PROBLEM SET »
1) List the four key areas of debate over the Bombing of Dresden that the essay draft below identifies.
2) Answer these questions from the essay draft below:
(a) Which book by Alexander McKee does the draft name?
(b) What chapter name does Irving use for Dresden in The Destruction of Dresden?
(c) On what date does Taylor place the first raid on the city?

Monday, 27 August 2012

Extension Major Project Essay Draft - Mk II

With reference to David Irving, Frederick Taylor and other relevant historians and writers, discuss the different perspectives in the debate over the Bombing of Dresden.

The debate of bombing of Dresden can be split into two contemporary fields. The first is dominated by David Irving (The Destruction of Dresden) and Alexander McKee (Dresden 1945, The Devil's Tinderbox) who argue the terrible and horrendous crime of the bombing. The other field is made up primarily led by Frederick Taylor (Dresden: Tuesday 13 February 1945) but also includes others such as Sebastian Cox (Firestorm: The Bombing of Dresden, 1945) and Hew Strachan (Firestorm: The Bombing of Dresden, 1945). Four key areas can be identified as being cases for major debate; the contextual view of the raid, the legitimacy of Dresden as a target, the legitimacy of the method by which the city was bombed and casualty figures for the raid.

The concept of Dresden as a contextual oddity stems from the belief that by February 1945 World War II was over. Dresden was long considered a target that was destroyed by just a single air raid.,Chosen at a time when the war was winding down. Irving makes the bold claim that Dresden was “The Virgin Target” in The Destruction of Dresden as a chapter name. This is done to further highlight the contextual contrast between the bombing of Dresden and the rest of the bomber war. Irving doesn't ignore other raids on the city but minimizes their impact and severity, stating, “The local inhabitants unanimously agreed among themselves that the bombing was the result of some unfortunate oversight by an allied navigator.”1

The above quote fits the other contextual problem that Dresden poses. Irving argues that Dresden was bombed in the last moments of World War II. Irving forgets to mention the Ardennes offensive, one of the main reasons for the renewed bomber offensive. The best he mentions is that, “When Stalin had failed to launch his major winter offensive during Hitler’s attack in the Ardennes, the Allies had sent to Moscow Eisenhower’s deputy.”2 Irving downplays the seriousness of the war, acknowledging the existence and impact of Schnorkel submarines, the ME-262 or the V2 rockets but fails to see the affect they would have on the Allied strategy.3 Irving understates the context of the time to fit his goal of creating guilt in the British psyche and at the same time being sympathetic to Germany. This is seen in his many negative portrayals of Arthur Harris, calling him at on point “'butcher' Harris.”4

Dresden is shown as an attack warranted by it's context in Frederick Taylor's book, Dresden: Tuesday 13 February 1945. Frederick Taylor emphasizes the importance and magnitude of the previous raids. Taylor emphasizes the previous raids to show that the populace did in fact expect a raid and that the final bombing was consistent with other cities. He describes the first raid on August 24th, 1944 as being the reason, “'Trust in the leadership is diminishing rapidly.'”5 proposing that residents were beginning to suspect themselves as targets, contrary to Irving. Taylor also describes the second raid on the city in a similar manner to further his idea that Dresden was not a surprise for the populace as, “This was the 111th raid alarm of the war...... the trek down to into the shelter was not to be in vain.”6 and the much heavier raid on the January 16th which killed over 300 people illustrate that Dresden had been a target for a much longer time than Irving suggested.7

Sebastian Cox, in his chapter of Firestorm: The Bombing of Dresden, 1945 titled The Dresden Raids: Why and How puts the raids into political and military context. Cox offers interesting insights into the context raid, describing the atmosphere of the Allied High Command at the time and outlining potential reasons why.

EXTRACTED MATERIAL »

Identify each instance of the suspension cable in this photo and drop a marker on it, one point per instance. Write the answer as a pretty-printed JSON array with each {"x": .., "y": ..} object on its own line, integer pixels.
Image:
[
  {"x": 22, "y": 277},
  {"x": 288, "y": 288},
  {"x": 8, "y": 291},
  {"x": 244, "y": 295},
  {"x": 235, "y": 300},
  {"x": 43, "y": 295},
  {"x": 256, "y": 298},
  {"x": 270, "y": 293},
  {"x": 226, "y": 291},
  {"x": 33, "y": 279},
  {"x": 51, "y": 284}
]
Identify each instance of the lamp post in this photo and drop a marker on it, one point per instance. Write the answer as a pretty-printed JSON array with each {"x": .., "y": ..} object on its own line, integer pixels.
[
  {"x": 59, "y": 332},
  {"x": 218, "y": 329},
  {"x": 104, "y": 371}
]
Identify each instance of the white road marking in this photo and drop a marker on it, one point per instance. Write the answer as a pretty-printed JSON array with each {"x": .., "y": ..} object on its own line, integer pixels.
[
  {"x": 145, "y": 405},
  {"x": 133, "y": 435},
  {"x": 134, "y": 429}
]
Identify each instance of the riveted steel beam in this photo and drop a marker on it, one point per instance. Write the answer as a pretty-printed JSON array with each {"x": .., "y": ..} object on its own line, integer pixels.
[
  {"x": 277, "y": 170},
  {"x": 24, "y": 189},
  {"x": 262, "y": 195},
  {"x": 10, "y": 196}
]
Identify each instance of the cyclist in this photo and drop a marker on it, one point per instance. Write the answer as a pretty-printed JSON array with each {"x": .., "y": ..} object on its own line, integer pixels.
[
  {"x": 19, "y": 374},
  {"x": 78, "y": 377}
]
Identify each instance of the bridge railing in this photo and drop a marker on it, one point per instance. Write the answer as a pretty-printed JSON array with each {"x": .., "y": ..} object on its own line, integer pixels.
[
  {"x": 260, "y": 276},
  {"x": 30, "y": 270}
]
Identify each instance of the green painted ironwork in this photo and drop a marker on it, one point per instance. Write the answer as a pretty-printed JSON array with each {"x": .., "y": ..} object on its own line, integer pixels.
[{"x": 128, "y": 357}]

RESPONSES PER TASK »
1)
- The contextual view of the raid
- The legitimacy of Dresden as a target
- The legitimacy of the method by which the city was bombed
- Casualty figures for the raid

2)
(a) Dresden 1945, The Devil's Tinderbox
(b) "The Virgin Target"
(c) August 24th, 1944